WHAT YOU WILL DO:
Report how many lines of the items below contain the string "grille", treating case as significant, and give only the number.

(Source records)

--- start ---

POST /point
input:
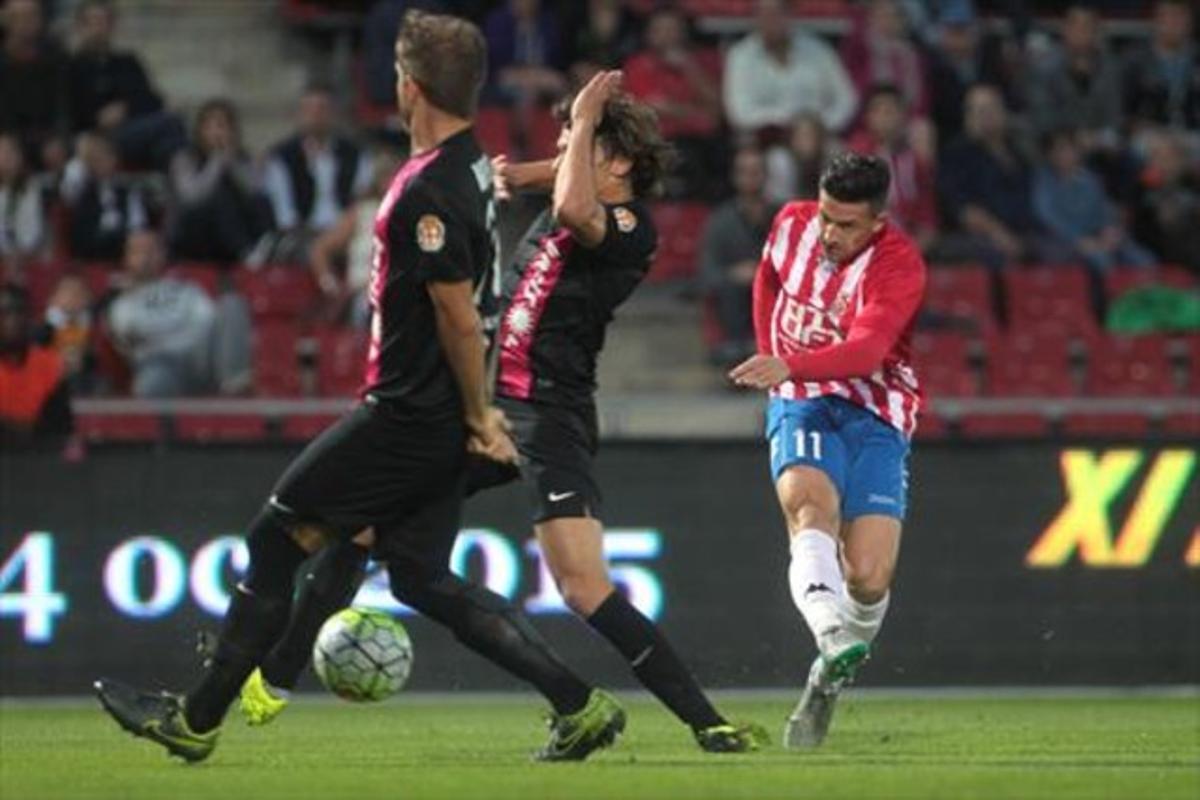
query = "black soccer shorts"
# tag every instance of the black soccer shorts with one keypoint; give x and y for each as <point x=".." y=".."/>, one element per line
<point x="378" y="468"/>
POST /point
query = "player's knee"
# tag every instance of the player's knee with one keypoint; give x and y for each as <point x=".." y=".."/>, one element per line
<point x="868" y="578"/>
<point x="583" y="593"/>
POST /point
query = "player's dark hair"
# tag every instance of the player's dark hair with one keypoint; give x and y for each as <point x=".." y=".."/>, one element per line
<point x="885" y="90"/>
<point x="857" y="178"/>
<point x="448" y="59"/>
<point x="630" y="130"/>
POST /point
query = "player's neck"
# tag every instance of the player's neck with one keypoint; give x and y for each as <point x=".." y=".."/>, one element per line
<point x="430" y="127"/>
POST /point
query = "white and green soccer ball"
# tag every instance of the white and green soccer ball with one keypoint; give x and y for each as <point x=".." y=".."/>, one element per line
<point x="363" y="655"/>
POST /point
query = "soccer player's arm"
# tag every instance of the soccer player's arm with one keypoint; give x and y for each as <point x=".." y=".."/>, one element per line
<point x="442" y="260"/>
<point x="891" y="304"/>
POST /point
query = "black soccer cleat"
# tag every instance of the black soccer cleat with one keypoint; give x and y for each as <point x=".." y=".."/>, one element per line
<point x="732" y="738"/>
<point x="157" y="716"/>
<point x="574" y="737"/>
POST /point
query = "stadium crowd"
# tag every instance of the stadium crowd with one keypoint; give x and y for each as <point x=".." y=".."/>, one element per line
<point x="154" y="251"/>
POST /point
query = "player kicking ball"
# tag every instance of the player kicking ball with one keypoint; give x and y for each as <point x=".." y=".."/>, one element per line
<point x="576" y="264"/>
<point x="834" y="301"/>
<point x="396" y="463"/>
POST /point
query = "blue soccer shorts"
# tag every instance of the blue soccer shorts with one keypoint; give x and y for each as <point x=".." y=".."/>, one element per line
<point x="865" y="457"/>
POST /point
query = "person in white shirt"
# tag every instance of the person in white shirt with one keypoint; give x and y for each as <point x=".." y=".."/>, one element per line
<point x="175" y="338"/>
<point x="777" y="72"/>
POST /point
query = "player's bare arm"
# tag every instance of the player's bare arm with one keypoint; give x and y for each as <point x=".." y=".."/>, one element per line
<point x="461" y="335"/>
<point x="576" y="204"/>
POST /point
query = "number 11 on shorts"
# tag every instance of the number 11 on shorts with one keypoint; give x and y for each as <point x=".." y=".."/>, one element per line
<point x="802" y="444"/>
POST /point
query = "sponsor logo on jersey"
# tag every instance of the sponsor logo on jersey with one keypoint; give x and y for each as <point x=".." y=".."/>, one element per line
<point x="625" y="220"/>
<point x="431" y="234"/>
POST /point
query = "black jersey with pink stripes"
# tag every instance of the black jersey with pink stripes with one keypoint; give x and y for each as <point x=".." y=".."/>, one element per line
<point x="436" y="223"/>
<point x="559" y="298"/>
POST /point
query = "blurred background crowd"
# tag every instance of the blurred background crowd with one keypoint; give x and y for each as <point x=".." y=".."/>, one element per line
<point x="1045" y="156"/>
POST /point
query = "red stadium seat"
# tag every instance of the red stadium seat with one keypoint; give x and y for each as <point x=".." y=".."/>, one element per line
<point x="303" y="427"/>
<point x="1050" y="301"/>
<point x="1105" y="425"/>
<point x="1133" y="366"/>
<point x="1185" y="423"/>
<point x="961" y="293"/>
<point x="276" y="362"/>
<point x="279" y="292"/>
<point x="119" y="427"/>
<point x="1026" y="366"/>
<point x="679" y="227"/>
<point x="941" y="364"/>
<point x="220" y="427"/>
<point x="341" y="356"/>
<point x="1003" y="426"/>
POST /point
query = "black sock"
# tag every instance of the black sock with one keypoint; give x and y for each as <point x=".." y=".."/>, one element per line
<point x="327" y="587"/>
<point x="654" y="661"/>
<point x="257" y="617"/>
<point x="495" y="629"/>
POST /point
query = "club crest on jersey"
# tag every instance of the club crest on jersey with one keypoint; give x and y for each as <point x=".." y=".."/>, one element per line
<point x="431" y="234"/>
<point x="625" y="220"/>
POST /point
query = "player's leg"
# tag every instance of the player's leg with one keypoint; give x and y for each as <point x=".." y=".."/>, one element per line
<point x="573" y="548"/>
<point x="328" y="584"/>
<point x="418" y="554"/>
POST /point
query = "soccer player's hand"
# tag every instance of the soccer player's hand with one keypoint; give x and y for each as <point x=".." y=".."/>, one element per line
<point x="490" y="438"/>
<point x="760" y="372"/>
<point x="501" y="178"/>
<point x="588" y="106"/>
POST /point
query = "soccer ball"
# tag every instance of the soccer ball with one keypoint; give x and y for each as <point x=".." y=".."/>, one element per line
<point x="363" y="655"/>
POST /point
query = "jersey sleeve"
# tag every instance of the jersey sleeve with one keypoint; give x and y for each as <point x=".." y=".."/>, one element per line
<point x="433" y="240"/>
<point x="891" y="300"/>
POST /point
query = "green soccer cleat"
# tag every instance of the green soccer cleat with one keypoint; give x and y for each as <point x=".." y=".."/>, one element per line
<point x="157" y="717"/>
<point x="574" y="737"/>
<point x="258" y="702"/>
<point x="739" y="738"/>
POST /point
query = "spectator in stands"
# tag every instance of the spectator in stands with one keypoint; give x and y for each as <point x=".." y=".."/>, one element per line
<point x="1168" y="215"/>
<point x="174" y="337"/>
<point x="1079" y="84"/>
<point x="221" y="211"/>
<point x="779" y="71"/>
<point x="69" y="330"/>
<point x="22" y="208"/>
<point x="1071" y="204"/>
<point x="1162" y="79"/>
<point x="109" y="91"/>
<point x="963" y="58"/>
<point x="601" y="36"/>
<point x="341" y="256"/>
<point x="105" y="205"/>
<point x="681" y="82"/>
<point x="912" y="203"/>
<point x="525" y="54"/>
<point x="312" y="176"/>
<point x="34" y="397"/>
<point x="880" y="50"/>
<point x="33" y="84"/>
<point x="987" y="187"/>
<point x="793" y="172"/>
<point x="730" y="252"/>
<point x="379" y="29"/>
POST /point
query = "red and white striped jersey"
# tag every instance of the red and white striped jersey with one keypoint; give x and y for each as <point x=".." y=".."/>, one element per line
<point x="823" y="317"/>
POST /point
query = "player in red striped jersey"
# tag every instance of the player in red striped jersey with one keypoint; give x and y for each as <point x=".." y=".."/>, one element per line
<point x="834" y="301"/>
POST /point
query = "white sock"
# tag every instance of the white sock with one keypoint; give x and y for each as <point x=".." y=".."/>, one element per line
<point x="816" y="582"/>
<point x="863" y="619"/>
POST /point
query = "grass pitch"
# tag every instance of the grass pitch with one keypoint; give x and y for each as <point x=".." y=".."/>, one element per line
<point x="413" y="746"/>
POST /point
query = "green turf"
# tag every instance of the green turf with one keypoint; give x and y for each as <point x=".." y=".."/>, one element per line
<point x="1135" y="747"/>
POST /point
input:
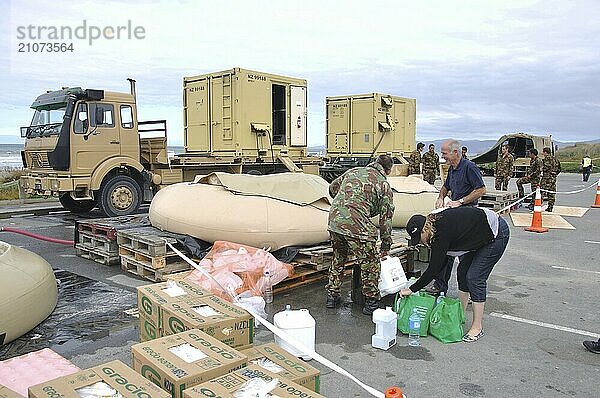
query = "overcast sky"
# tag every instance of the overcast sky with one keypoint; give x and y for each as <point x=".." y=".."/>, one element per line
<point x="478" y="69"/>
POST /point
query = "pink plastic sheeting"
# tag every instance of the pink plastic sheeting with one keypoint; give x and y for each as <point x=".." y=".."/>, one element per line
<point x="239" y="268"/>
<point x="37" y="367"/>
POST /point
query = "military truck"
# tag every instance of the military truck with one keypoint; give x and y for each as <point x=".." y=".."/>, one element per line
<point x="361" y="127"/>
<point x="519" y="144"/>
<point x="88" y="147"/>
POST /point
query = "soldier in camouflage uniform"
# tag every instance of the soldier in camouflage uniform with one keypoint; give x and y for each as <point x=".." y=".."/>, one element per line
<point x="550" y="169"/>
<point x="431" y="164"/>
<point x="414" y="162"/>
<point x="504" y="169"/>
<point x="533" y="174"/>
<point x="358" y="195"/>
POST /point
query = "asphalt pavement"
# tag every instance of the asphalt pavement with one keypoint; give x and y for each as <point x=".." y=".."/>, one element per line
<point x="542" y="303"/>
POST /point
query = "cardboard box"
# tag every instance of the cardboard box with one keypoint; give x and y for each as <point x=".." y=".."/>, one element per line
<point x="6" y="392"/>
<point x="148" y="330"/>
<point x="157" y="361"/>
<point x="152" y="297"/>
<point x="225" y="386"/>
<point x="116" y="374"/>
<point x="293" y="368"/>
<point x="220" y="319"/>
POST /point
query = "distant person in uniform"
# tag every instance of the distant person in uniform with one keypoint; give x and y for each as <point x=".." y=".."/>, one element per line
<point x="504" y="169"/>
<point x="414" y="162"/>
<point x="358" y="195"/>
<point x="431" y="164"/>
<point x="586" y="167"/>
<point x="533" y="175"/>
<point x="550" y="169"/>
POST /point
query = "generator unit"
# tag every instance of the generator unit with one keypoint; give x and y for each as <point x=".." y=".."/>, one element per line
<point x="245" y="114"/>
<point x="360" y="126"/>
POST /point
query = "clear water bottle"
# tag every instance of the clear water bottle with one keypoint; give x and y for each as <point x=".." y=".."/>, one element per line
<point x="268" y="288"/>
<point x="440" y="298"/>
<point x="414" y="329"/>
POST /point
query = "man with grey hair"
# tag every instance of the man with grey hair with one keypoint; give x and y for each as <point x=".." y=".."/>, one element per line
<point x="465" y="185"/>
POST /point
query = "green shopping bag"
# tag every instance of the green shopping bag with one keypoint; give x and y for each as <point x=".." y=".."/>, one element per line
<point x="447" y="318"/>
<point x="423" y="302"/>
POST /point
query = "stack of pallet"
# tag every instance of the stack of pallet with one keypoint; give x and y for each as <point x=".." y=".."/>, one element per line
<point x="96" y="239"/>
<point x="145" y="252"/>
<point x="498" y="200"/>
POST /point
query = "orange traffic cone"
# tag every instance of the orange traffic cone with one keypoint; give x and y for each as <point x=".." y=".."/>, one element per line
<point x="536" y="221"/>
<point x="394" y="392"/>
<point x="597" y="203"/>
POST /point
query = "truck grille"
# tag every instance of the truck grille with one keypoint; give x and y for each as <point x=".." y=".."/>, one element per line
<point x="39" y="160"/>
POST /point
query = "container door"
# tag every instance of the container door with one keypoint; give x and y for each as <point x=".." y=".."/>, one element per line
<point x="361" y="141"/>
<point x="298" y="116"/>
<point x="196" y="116"/>
<point x="338" y="126"/>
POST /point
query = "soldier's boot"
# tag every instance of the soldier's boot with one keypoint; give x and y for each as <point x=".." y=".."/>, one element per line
<point x="333" y="300"/>
<point x="370" y="306"/>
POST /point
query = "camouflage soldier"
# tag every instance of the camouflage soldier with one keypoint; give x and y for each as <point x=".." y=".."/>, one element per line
<point x="414" y="162"/>
<point x="504" y="169"/>
<point x="431" y="164"/>
<point x="358" y="195"/>
<point x="533" y="174"/>
<point x="550" y="169"/>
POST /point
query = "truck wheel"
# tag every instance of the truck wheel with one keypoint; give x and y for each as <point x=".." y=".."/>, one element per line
<point x="120" y="196"/>
<point x="76" y="206"/>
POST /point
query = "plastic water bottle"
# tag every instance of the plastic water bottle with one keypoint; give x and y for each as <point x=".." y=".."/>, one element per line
<point x="268" y="288"/>
<point x="414" y="329"/>
<point x="440" y="298"/>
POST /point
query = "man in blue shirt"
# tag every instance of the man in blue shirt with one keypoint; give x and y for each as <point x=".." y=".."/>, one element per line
<point x="465" y="185"/>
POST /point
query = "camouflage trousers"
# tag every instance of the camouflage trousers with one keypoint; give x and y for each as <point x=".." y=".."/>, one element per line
<point x="548" y="183"/>
<point x="366" y="255"/>
<point x="429" y="175"/>
<point x="526" y="180"/>
<point x="502" y="183"/>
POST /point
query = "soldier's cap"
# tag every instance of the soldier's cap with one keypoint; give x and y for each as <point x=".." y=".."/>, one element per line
<point x="414" y="227"/>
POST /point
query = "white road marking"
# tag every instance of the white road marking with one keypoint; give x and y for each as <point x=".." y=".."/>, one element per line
<point x="574" y="269"/>
<point x="546" y="325"/>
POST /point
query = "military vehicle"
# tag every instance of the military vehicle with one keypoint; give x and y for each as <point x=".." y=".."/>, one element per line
<point x="519" y="145"/>
<point x="88" y="147"/>
<point x="361" y="127"/>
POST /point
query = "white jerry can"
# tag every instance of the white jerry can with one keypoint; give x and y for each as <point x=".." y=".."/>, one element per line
<point x="392" y="277"/>
<point x="300" y="325"/>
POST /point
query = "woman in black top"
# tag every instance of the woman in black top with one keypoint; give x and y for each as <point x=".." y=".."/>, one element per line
<point x="477" y="234"/>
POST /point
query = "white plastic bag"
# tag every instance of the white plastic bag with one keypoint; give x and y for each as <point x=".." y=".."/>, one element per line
<point x="391" y="277"/>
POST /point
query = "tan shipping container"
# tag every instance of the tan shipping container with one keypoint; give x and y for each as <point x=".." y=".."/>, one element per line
<point x="244" y="113"/>
<point x="357" y="124"/>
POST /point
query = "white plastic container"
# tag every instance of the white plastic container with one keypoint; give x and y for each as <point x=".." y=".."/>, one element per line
<point x="385" y="328"/>
<point x="300" y="325"/>
<point x="392" y="277"/>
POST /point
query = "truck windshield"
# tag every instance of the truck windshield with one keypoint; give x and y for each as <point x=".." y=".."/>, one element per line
<point x="46" y="122"/>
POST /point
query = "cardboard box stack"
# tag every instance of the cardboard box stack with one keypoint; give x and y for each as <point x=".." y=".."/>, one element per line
<point x="186" y="359"/>
<point x="116" y="374"/>
<point x="152" y="298"/>
<point x="277" y="360"/>
<point x="166" y="311"/>
<point x="225" y="386"/>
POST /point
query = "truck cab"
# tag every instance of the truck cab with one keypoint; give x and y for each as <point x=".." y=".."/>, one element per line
<point x="83" y="146"/>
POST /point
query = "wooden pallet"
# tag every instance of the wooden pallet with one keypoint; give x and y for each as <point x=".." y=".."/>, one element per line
<point x="108" y="227"/>
<point x="148" y="240"/>
<point x="96" y="255"/>
<point x="98" y="242"/>
<point x="152" y="262"/>
<point x="155" y="275"/>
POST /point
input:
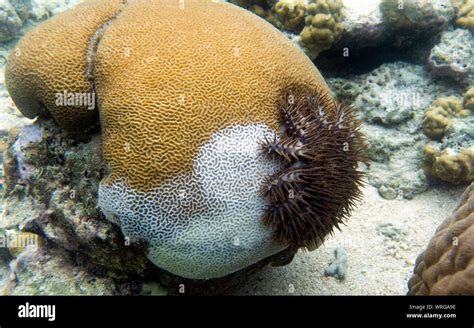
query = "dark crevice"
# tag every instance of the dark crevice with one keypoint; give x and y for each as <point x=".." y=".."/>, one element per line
<point x="93" y="47"/>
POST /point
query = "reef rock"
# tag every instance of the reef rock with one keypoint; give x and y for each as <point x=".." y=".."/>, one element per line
<point x="446" y="267"/>
<point x="10" y="22"/>
<point x="183" y="176"/>
<point x="51" y="184"/>
<point x="453" y="57"/>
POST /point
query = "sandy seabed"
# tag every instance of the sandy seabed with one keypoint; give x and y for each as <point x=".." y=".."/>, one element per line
<point x="376" y="263"/>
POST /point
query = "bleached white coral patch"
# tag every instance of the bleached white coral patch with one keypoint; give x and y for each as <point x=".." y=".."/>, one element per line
<point x="205" y="224"/>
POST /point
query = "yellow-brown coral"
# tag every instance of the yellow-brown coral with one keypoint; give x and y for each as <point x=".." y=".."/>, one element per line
<point x="437" y="119"/>
<point x="186" y="91"/>
<point x="465" y="16"/>
<point x="209" y="75"/>
<point x="323" y="25"/>
<point x="446" y="267"/>
<point x="448" y="165"/>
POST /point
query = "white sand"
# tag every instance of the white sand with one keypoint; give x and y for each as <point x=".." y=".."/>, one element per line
<point x="377" y="265"/>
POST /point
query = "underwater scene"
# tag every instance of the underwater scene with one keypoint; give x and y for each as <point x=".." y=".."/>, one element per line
<point x="245" y="147"/>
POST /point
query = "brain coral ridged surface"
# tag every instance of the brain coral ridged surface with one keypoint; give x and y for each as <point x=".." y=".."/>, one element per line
<point x="186" y="91"/>
<point x="446" y="267"/>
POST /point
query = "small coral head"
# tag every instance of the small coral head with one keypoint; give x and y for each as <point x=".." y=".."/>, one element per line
<point x="320" y="149"/>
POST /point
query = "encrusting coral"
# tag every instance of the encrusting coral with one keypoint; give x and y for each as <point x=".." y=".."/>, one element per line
<point x="448" y="165"/>
<point x="187" y="92"/>
<point x="465" y="15"/>
<point x="438" y="117"/>
<point x="446" y="267"/>
<point x="468" y="102"/>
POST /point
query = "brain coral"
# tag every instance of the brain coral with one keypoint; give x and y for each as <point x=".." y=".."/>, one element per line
<point x="449" y="165"/>
<point x="446" y="267"/>
<point x="188" y="92"/>
<point x="465" y="15"/>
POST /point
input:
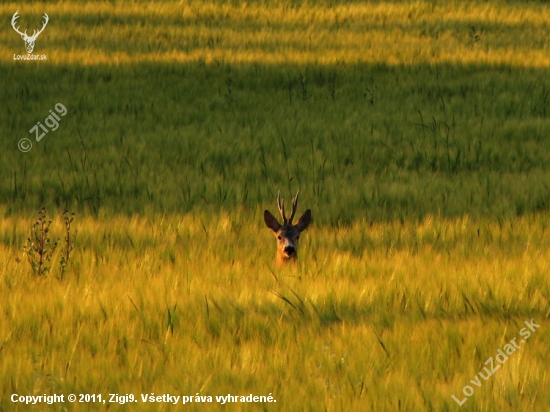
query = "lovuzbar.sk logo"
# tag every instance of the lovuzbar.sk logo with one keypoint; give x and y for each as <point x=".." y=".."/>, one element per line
<point x="29" y="40"/>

--- end ---

FINISHED EXERCISE:
2